------ Record list ------
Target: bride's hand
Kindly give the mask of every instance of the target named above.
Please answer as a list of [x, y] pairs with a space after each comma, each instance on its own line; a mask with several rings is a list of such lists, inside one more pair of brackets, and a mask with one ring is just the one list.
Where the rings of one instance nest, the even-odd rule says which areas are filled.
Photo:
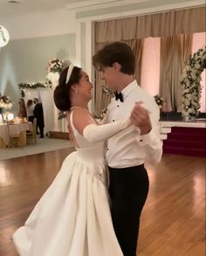
[[140, 128], [141, 135], [149, 133], [152, 129], [149, 112], [141, 106], [142, 103], [142, 101], [135, 102], [135, 106], [130, 114], [132, 124]]

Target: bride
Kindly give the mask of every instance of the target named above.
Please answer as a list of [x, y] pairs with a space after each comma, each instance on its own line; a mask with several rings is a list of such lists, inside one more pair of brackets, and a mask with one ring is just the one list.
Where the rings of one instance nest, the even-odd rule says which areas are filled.
[[71, 65], [61, 73], [54, 101], [67, 111], [76, 151], [13, 234], [21, 256], [123, 256], [110, 214], [104, 141], [131, 121], [98, 125], [87, 108], [92, 89], [82, 69]]

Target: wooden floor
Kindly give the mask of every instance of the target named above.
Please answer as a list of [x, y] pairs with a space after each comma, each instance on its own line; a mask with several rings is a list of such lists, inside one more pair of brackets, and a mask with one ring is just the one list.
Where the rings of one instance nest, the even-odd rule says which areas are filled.
[[[1, 256], [17, 256], [11, 234], [24, 223], [71, 150], [0, 161]], [[138, 256], [204, 256], [205, 160], [166, 155], [158, 166], [147, 168], [150, 191]]]

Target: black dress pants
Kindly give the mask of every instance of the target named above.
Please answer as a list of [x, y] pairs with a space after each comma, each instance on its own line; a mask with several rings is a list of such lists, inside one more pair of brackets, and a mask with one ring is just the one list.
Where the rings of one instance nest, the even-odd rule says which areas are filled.
[[114, 232], [124, 256], [136, 256], [140, 217], [148, 193], [148, 172], [143, 164], [108, 169]]

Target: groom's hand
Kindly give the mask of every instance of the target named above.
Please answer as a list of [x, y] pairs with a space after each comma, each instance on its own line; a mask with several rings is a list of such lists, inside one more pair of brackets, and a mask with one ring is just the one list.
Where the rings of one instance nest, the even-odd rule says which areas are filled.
------
● Task to carry out
Starting at the first line of the items above and stopping after the line that contains "89], [82, 69]]", give those lines as a JSON list of strings, one per line, with blank lines left out. Leave the pictures out of the list.

● Response to this task
[
  "Target: bride's hand",
  "Kindly give the mask of every instance of the target named above.",
  "Please answer as a list of [x, y] pairs with a space after each comma, each instance on its own line; a mask with several rings is a list of such lists, inside one more pair of brackets, and a mask with one ring is just the one list.",
  "Where the rings of one instance nest, the even-odd rule says which areas are filled.",
  "Photo:",
  "[[140, 128], [141, 135], [149, 133], [152, 129], [149, 112], [141, 106], [142, 103], [142, 101], [135, 102], [135, 106], [130, 114], [132, 124]]",
  "Target: bride",
  "Kindly give the mask of every instance of the target named above.",
  "Please answer as a list of [x, y] pairs with a space after each comma, each instance on its own line; a mask with several rings is a list of such lists, inside one more pair of brackets, and a mask with one ring is just the one list.",
  "Where the rings of one instance nest, the even-odd rule says which areas are filled.",
  "[[71, 65], [61, 73], [54, 101], [67, 111], [76, 151], [13, 234], [21, 256], [123, 256], [110, 214], [104, 141], [131, 121], [98, 125], [87, 108], [92, 89], [82, 69]]"
]